◆ **WRITTEN INSTRUCTION**
Output the records below as a JSON list of strings with one string per line. Leave out any blank lines.

◆ **Items listed in a dataset**
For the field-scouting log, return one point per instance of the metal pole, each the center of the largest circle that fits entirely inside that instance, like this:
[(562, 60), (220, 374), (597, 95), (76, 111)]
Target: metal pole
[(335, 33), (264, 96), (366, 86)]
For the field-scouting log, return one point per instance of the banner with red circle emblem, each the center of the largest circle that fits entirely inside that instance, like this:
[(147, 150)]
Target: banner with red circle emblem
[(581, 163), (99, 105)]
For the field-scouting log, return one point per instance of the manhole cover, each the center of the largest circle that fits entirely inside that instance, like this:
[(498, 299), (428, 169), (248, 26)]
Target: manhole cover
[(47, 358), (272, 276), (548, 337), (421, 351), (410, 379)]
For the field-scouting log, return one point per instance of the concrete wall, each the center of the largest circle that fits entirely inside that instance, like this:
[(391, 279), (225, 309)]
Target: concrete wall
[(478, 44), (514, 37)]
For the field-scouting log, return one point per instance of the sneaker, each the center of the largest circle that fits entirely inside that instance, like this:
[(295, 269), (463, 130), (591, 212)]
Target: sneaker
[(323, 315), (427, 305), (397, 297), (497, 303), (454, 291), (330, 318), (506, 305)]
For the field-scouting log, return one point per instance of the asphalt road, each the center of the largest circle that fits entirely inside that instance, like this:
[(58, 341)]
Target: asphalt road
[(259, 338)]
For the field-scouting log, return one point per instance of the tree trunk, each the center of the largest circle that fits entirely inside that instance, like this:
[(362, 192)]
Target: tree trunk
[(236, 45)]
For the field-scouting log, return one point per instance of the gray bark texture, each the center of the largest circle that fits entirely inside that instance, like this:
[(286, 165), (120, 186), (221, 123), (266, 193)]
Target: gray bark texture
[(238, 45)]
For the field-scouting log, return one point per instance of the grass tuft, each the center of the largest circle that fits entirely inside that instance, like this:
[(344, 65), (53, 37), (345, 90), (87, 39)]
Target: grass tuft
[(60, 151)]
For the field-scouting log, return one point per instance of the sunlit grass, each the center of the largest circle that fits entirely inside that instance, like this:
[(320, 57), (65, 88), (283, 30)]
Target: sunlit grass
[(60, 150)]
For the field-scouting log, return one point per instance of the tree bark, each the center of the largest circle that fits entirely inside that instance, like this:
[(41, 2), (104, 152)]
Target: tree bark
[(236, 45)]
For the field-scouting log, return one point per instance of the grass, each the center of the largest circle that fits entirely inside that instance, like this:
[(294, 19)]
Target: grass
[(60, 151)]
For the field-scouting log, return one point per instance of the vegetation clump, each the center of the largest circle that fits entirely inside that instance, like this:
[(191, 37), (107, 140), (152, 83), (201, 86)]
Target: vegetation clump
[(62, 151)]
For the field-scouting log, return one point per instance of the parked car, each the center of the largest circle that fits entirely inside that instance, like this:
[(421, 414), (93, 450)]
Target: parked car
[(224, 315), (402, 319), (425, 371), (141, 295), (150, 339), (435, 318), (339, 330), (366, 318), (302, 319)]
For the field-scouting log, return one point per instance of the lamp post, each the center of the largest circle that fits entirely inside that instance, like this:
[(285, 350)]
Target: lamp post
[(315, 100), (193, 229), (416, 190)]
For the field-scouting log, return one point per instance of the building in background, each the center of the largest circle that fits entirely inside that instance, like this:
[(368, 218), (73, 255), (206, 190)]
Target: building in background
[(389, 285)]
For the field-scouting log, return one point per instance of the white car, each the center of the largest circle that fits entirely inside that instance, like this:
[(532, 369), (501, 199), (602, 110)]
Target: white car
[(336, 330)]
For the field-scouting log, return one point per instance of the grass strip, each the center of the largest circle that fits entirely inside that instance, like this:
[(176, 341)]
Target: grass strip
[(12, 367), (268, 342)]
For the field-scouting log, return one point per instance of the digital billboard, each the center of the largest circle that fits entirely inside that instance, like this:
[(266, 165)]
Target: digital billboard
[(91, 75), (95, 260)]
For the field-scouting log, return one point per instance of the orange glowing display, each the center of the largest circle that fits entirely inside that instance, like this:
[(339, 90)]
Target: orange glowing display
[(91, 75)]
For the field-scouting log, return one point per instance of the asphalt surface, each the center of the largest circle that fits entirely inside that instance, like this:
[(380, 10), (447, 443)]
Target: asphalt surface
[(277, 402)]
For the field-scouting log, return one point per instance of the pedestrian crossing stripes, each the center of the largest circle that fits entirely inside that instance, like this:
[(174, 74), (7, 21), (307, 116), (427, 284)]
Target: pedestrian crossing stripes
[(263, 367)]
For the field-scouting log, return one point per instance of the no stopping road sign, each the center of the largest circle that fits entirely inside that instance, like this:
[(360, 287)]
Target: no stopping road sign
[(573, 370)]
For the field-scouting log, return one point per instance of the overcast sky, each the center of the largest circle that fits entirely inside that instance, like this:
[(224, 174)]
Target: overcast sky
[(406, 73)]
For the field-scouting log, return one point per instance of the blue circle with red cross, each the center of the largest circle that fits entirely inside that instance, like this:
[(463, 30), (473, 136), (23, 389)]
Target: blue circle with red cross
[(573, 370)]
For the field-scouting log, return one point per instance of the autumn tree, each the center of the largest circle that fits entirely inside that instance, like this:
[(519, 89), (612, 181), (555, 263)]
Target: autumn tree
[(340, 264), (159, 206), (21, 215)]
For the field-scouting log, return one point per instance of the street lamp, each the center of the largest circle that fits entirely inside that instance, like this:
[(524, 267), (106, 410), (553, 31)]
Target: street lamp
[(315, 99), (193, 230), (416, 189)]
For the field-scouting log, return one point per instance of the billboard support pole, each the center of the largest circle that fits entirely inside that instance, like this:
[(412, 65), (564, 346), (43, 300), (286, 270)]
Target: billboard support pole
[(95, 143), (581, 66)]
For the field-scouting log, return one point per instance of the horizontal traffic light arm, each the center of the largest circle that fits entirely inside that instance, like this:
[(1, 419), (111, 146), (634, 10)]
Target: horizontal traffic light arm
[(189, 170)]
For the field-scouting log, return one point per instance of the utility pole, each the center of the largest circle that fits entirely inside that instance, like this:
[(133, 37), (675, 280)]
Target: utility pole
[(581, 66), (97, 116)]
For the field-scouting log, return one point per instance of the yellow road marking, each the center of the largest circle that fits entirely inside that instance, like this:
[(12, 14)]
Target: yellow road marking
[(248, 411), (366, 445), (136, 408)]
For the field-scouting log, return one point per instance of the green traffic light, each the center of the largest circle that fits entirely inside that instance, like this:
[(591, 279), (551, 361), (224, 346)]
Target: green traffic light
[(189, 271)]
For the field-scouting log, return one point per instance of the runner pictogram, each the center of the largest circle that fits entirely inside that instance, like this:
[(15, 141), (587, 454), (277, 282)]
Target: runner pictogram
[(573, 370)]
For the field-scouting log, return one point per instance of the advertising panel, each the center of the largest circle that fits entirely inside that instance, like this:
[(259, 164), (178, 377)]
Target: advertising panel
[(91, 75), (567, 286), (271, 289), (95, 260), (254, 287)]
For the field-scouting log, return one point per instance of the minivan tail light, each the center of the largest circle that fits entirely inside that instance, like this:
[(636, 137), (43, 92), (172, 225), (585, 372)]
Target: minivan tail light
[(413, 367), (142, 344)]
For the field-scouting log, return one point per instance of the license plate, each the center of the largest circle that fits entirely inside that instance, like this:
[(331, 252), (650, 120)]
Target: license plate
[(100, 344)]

◆ **OUTPUT FOR THIS EXERCISE**
[
  "For the field-scouting log, return one point per instance of the metal pole, each the center of the largest circle that fits entirely inside that instance, like this:",
  "[(562, 60), (220, 374), (597, 95), (76, 111)]",
  "Target: metal pole",
  "[(335, 33), (264, 96), (366, 86)]",
  "For the field-scouting log, return one point per instance of the banner with red circle emblem, each the center of the largest circle that fits entirely inside that instance, like this:",
  "[(147, 150)]",
  "Target: banner with red circle emblem",
  "[(581, 163), (99, 105)]",
  "For the field-scouting log, return one point per instance of the manhole cover, each the center of the largest circle that fits entirely inside that instance, like this:",
  "[(498, 299), (428, 169), (248, 26)]",
  "Target: manhole cover",
  "[(47, 358), (272, 276), (548, 337), (421, 351), (410, 379)]",
  "For the field-scouting log, return one point per instance of the concrete wall, each the center of the largest circle that fits entirely inside that instance, like this:",
  "[(391, 279), (225, 309)]",
  "Target: concrete wall",
  "[(478, 44), (514, 37)]",
  "For the field-scouting log, return one point per instance of the sneaker, each the center of the largest circle that fits entirely inside that instance, like this:",
  "[(295, 269), (463, 130), (591, 212)]",
  "Target: sneaker",
  "[(323, 315), (427, 305), (397, 297), (497, 303), (454, 291), (330, 318), (506, 305)]",
  "For the field-scouting log, return one point per instance of the asphalt road, each the center of the largest circle that fits entirely inside that instance, like this:",
  "[(58, 341)]",
  "Target: asphalt road",
  "[(259, 338)]",
  "For the field-scouting log, return one point per instance of the tree trunk, each the center of the largest circle that fits entirely inside that instance, like this:",
  "[(362, 192)]",
  "Target: tree trunk",
  "[(236, 45)]",
  "For the field-scouting log, return one point per instance of the gray bark texture, each the center of the largest circle that fits entirely inside that instance, like this:",
  "[(286, 165), (120, 186), (221, 123), (266, 193)]",
  "Target: gray bark texture",
  "[(238, 45)]",
  "For the field-scouting log, return one point per instance of the grass tuft, each the center of the largest circle that fits entirely inside that instance, like this:",
  "[(344, 65), (53, 37), (345, 90), (87, 39)]",
  "Target: grass tuft",
  "[(60, 151)]",
  "For the field-scouting log, return one point per instance of the sunlit grass, each the center of the largest circle that fits entirely inside that instance, like this:",
  "[(320, 57), (65, 88), (283, 30)]",
  "Target: sunlit grass",
  "[(60, 150)]",
  "For the field-scouting log, return one point per instance of the tree bark, each the center of the largest circle that fits entirely inside that instance, like this:",
  "[(41, 2), (104, 152)]",
  "Target: tree bark",
  "[(236, 45)]",
  "For the field-scouting log, return one point per instance of the grass, each the center of the largest circle that fits entirely inside that instance, like this:",
  "[(294, 19)]",
  "Target: grass",
  "[(60, 151)]",
  "For the field-scouting log, return one point per instance of the vegetation clump, each the center of the largest circle that fits entirely inside that instance, like this:",
  "[(191, 37), (107, 140), (152, 83), (201, 86)]",
  "Target: vegetation clump",
  "[(62, 151)]",
  "For the field-scouting log, return one point per instance of the parked car, each the center of the largest circle that fits entirely inside that instance, like this:",
  "[(421, 414), (93, 450)]",
  "Target: parked car",
  "[(224, 315), (402, 319), (425, 371), (141, 295), (150, 339), (435, 318), (339, 330), (366, 318), (302, 319)]",
  "For the field-scouting log, return one point per instance of the lamp post, each the center of the largest circle that fits entirely inside that instance, like this:",
  "[(285, 350)]",
  "Target: lamp post",
  "[(315, 100), (193, 229), (416, 190)]",
  "For the field-scouting log, return one point per instance of the building in background, each the center of the largest circle that fits entirely inside that instance, like this:",
  "[(368, 218), (73, 255), (206, 190)]",
  "Target: building in background",
  "[(389, 285)]",
  "For the field-scouting log, return one point per instance of the white car, each the center of the largest circle that fits entirely inside that instance, like this:",
  "[(532, 369), (501, 199), (602, 110)]",
  "Target: white car",
  "[(336, 330)]",
  "For the field-scouting log, return one point per instance of the grass strip, each the center of the largest circle that fits entirely inside that instance, like this:",
  "[(176, 341)]",
  "Target: grass strip",
  "[(12, 367), (268, 342)]",
  "For the field-scouting log, return one point per instance of the digital billboard, each the center of the largest circle that fits entirely inside that instance, like this:",
  "[(266, 165)]",
  "Target: digital billboard",
  "[(91, 75), (95, 260)]",
  "For the field-scouting log, return one point per instance of the orange glowing display, each the center of the largest circle that fits entirely inside that instance, like this:",
  "[(339, 90)]",
  "Target: orange glowing display",
  "[(91, 75)]",
  "For the field-scouting log, return one point per instance of the asphalt surface, each the center of the largest circle that fits entirely inside that instance, like this:",
  "[(380, 10), (447, 443)]",
  "Target: asphalt surface",
  "[(277, 402)]",
  "For the field-scouting log, return one point per instance of the pedestrian crossing stripes, each the center of the largest circle that fits entirely inside that instance, like this:",
  "[(174, 74), (7, 21), (307, 116), (427, 284)]",
  "Target: pedestrian crossing stripes",
  "[(263, 367)]",
  "For the field-scouting log, return one point per instance of the no stopping road sign, each the center of the largest circle that fits entirely inside that instance, like this:",
  "[(360, 287)]",
  "Target: no stopping road sign",
  "[(573, 370)]",
  "For the field-scouting log, return one point per instance of the overcast sky, each the center of the largest circle that fits entirely inside that instance, like this:",
  "[(224, 174)]",
  "Target: overcast sky",
  "[(406, 73)]",
  "For the field-scouting log, return one point per instance of the blue circle with red cross, each the center of the largest circle that fits entirely inside that instance, like this:",
  "[(463, 30), (473, 136), (23, 389)]",
  "Target: blue circle with red cross",
  "[(573, 370)]",
  "For the field-scouting log, return one point per instance of the autumn tree, each the center of the largest circle that fits entirely inside that instance, like this:",
  "[(519, 89), (612, 181), (555, 263)]",
  "Target: autumn tree",
  "[(340, 264), (159, 206), (21, 215)]",
  "For the field-scouting log, return one point per instance of the street lamp, each the center of the largest circle that fits entirely inside that instance, like this:",
  "[(524, 267), (106, 410), (553, 31)]",
  "Target: street lamp",
  "[(315, 99), (193, 230), (416, 189)]",
  "For the field-scouting log, return one point per instance of the billboard support pole, each the center of the largest circle that fits entirely inside that instance, like this:",
  "[(412, 65), (564, 346), (43, 300), (286, 270)]",
  "Target: billboard support pole",
  "[(95, 143), (581, 66)]",
  "For the field-scouting log, return one point per instance of the horizontal traffic light arm, each the center of the largest circle that fits entirely inside that instance, like this:",
  "[(1, 419), (111, 146), (634, 10)]",
  "Target: horizontal traffic light arm",
  "[(189, 170)]",
  "For the field-scouting log, return one point per instance of the utility pole, each the center of the largest circle that fits entirely inside that instance, like this:",
  "[(133, 37), (675, 280)]",
  "Target: utility pole",
  "[(581, 66), (97, 116)]",
  "For the field-scouting log, return one point per instance of the yellow road marking, each the center of the largest circle that fits entirely inside that instance, like this:",
  "[(12, 14)]",
  "Target: yellow road marking",
  "[(248, 411), (366, 445), (136, 408)]",
  "For the field-scouting log, return one point per instance of the green traffic light, each the center of the largest circle that fits entirely inside that instance, like this:",
  "[(591, 279), (551, 361), (224, 346)]",
  "Target: green traffic light",
  "[(189, 271)]",
  "For the field-scouting log, return one point per instance of the runner pictogram, each the center of the largest circle that fits entirely inside that instance, like this:",
  "[(15, 141), (587, 454), (277, 282)]",
  "Target: runner pictogram",
  "[(573, 370)]",
  "For the field-scouting log, return one point per instance of the advertising panel, each the center of the largest circle that fits entirely inside that instance, like this:",
  "[(259, 164), (178, 377)]",
  "Target: advertising panel",
  "[(91, 75), (567, 286), (271, 289), (95, 260), (254, 287)]",
  "For the field-scouting log, return one point per instance of the minivan tail light, each the center of the largest circle that fits entirely inside that instance, like this:",
  "[(636, 137), (43, 92), (172, 225), (585, 372)]",
  "Target: minivan tail light",
  "[(413, 367), (142, 344)]",
  "For the field-scouting log, return one point per instance of the license plate, each the center of the largest circle that fits entirely inside that instance, like this:",
  "[(331, 252), (650, 120)]",
  "Target: license plate",
  "[(100, 344)]"
]